Can you print every record below exactly as written?

[Location identification entries]

========================================

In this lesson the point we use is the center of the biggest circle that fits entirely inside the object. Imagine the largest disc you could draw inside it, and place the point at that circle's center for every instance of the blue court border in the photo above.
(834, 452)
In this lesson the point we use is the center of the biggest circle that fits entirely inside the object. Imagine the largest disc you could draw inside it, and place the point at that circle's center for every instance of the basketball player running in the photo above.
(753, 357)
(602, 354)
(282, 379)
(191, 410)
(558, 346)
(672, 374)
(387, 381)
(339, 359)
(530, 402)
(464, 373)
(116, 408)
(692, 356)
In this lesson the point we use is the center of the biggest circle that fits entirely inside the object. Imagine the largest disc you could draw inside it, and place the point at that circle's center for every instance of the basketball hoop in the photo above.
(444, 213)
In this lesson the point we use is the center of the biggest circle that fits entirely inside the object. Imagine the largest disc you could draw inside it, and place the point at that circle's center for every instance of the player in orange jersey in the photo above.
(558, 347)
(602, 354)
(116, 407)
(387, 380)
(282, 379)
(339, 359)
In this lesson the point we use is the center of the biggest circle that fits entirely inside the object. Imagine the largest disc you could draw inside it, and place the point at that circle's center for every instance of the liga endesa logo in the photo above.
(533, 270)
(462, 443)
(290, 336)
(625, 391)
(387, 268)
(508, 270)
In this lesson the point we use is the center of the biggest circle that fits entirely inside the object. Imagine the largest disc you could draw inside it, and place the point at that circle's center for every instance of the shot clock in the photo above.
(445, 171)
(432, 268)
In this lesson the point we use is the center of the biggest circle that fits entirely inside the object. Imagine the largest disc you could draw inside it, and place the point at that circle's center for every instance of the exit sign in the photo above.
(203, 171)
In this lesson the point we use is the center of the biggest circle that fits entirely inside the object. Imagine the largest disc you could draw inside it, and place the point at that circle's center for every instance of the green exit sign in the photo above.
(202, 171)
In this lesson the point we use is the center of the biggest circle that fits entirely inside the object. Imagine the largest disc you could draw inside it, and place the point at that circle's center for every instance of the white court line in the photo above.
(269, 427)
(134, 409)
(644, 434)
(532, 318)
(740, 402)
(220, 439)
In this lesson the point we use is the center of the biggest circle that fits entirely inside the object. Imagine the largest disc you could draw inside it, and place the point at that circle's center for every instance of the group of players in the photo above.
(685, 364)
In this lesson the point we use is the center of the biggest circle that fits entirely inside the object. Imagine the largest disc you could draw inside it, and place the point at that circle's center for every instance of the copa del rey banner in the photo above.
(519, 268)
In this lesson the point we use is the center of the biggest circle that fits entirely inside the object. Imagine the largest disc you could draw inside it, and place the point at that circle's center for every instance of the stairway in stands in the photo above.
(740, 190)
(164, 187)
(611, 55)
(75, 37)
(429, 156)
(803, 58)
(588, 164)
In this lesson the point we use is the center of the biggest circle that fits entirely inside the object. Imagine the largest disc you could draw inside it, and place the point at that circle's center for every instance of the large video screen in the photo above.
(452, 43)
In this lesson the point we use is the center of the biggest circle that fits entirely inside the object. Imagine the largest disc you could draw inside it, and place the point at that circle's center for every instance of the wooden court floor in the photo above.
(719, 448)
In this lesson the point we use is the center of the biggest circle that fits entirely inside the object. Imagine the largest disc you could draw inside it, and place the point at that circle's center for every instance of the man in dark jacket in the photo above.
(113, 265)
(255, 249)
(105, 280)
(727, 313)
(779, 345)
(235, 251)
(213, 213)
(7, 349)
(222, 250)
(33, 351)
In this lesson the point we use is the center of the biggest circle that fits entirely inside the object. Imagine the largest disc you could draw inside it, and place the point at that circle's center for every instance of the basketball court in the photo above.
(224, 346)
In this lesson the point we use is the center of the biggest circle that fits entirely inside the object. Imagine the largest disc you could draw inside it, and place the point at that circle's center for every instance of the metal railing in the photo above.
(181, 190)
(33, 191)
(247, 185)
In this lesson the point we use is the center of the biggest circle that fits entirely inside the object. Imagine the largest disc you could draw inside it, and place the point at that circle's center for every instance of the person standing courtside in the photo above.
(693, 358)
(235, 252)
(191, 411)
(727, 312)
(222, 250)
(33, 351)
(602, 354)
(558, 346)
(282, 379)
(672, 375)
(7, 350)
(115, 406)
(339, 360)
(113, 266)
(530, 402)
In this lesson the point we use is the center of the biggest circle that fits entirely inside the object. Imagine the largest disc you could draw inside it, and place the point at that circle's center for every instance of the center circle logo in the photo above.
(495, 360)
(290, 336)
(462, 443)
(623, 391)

========================================

*ANSWER BELOW:*
In this lesson the point we use is the center of the biggest circle that fits entirely inside the object. Imagine the largest disc you could draw inside it, and place the point at that circle's center for every instance of the blue court border in the photo above.
(834, 452)
In this lesson the point we use is the center of the biggest circle that fits entirely inside the object. Imagine the largest disc you could draw inside it, and place the point at that circle's center for every instance of the basketball player running in the photo above.
(753, 357)
(602, 354)
(282, 379)
(191, 410)
(558, 346)
(672, 374)
(387, 381)
(339, 359)
(530, 402)
(464, 373)
(116, 408)
(692, 356)
In this lesson the point we use is the center of the biggest circle that fits entirely inside the object. Imagine the largest disc you could draw inside it, and place the point at that circle's center for every instance of the basketball hoop in the photo above.
(444, 213)
In this lesson the point we use is the center of the biggest circle that fits entirely inside the object. Imagine the largest disc you could draw inside it, and place the point at that circle's center for every instance of the player in orange jersey in the photo above.
(558, 347)
(602, 354)
(116, 407)
(387, 380)
(282, 379)
(339, 359)
In this lesson the point we use is the center of the biggest circle that fits entirely inside the object. Imagine the largest disc you could draw inside it, and place the point at that circle's center for every instance of the liga endesa logo in the photo above.
(533, 270)
(462, 443)
(290, 336)
(625, 391)
(387, 268)
(508, 270)
In this lesson the point we use is the center of the biggest circle that fits entirely inside the object. Imagine the largest disc you could draw inside it, and place the point at that circle's center for every instance of the shot clock in the photo above.
(445, 171)
(432, 268)
In this lesson the point we use is the center of the biggest circle that fits entirely inside the object. Imagine the largest disc you could draw inside it, and place the point at that circle's center for every instance of the exit sign in the photo above.
(203, 171)
In this lesson the point we use is the center of the biggest circle that fits entirely inside the object. Imagine the largest disc you could draw inside it, and place the point at that circle's center for every instance of the green exit sign in the photo above.
(202, 171)
In this lesson the point we use is the center of the biggest circle that fits entirely inside the object. Imagine the largest disc you could draw inside it, and place the point at that circle's center for every instance of the white court line in the photo above.
(269, 427)
(134, 409)
(644, 434)
(532, 318)
(740, 402)
(220, 439)
In this lesson the point we use is the center of the biggest circle that fits entirely inside the object. Imagine the largest disc you could draw inside it, and place the point at that circle's center for every instance of the group of players in the photo above.
(685, 364)
In this lesson the point we use is the center of the biggest circle that fits entirely inside the object. Imagine the largest disc you could draw inside it, and place the point at that circle's center for every instance of the copa del rey banner in the photo above.
(519, 268)
In this lesson the point we use is the center of the biggest circle that fits entirely inside the object. Imagine the largest disc you could draw inside it, and place the point at that circle's center for every instance of the stairway in stands in the photo above.
(740, 190)
(164, 187)
(611, 55)
(75, 37)
(429, 156)
(803, 58)
(588, 164)
In this lesson the point we use is the center of the biggest circle that fits entirely inside the object. Imagine the largest disc you could draw inside it, and place the point at that circle's center for every instance of the large video screen in the photo above.
(452, 43)
In this lesson the point we use is the center of the biggest circle that fits entirely inside the object. Imagine the largest disc you could draw inside it, and place the point at that circle's center for every instance of the wooden court floor in the photo above.
(719, 448)
In this lesson the point we use is the center of the biggest circle that fits entirely inside the object. Imagine the largest disc you could draw inside it, and place the point at that circle's center for every instance of the man in dark jacket in the photo above.
(113, 265)
(255, 249)
(105, 280)
(727, 313)
(779, 345)
(235, 251)
(213, 213)
(7, 349)
(222, 250)
(33, 351)
In this lesson the point we use is the center of the biggest circle that fits entirely inside the object. Imagine the largest disc you could draw inside it, and place the point at that circle's center for every instance of the basketball court in the photo above.
(224, 346)
In this lesson the point we use is the center of the biggest circle that fits entirely inside the object. Imagine the largest disc you could draw inside it, and place the point at that circle's center for every instance of the metal railing in the photo above.
(181, 190)
(33, 191)
(247, 185)
In this lesson the point we use is the center of the biggest circle that fits entirely inside the object. Imagine the largest disc you could draw inside it, and place the point at that circle's center for every instance of the person standing courtside in the photo above.
(693, 358)
(235, 252)
(191, 411)
(727, 312)
(222, 250)
(33, 351)
(602, 354)
(558, 346)
(282, 379)
(672, 375)
(7, 350)
(115, 406)
(339, 360)
(113, 266)
(530, 402)
In this lesson the point we use is the center of the biggest circle that fits entirely inside the object. Imagine the largest disc you could draw inside it, and place the point at that circle's center for every instance of the center circle logo in the photo above.
(495, 360)
(290, 336)
(462, 443)
(623, 391)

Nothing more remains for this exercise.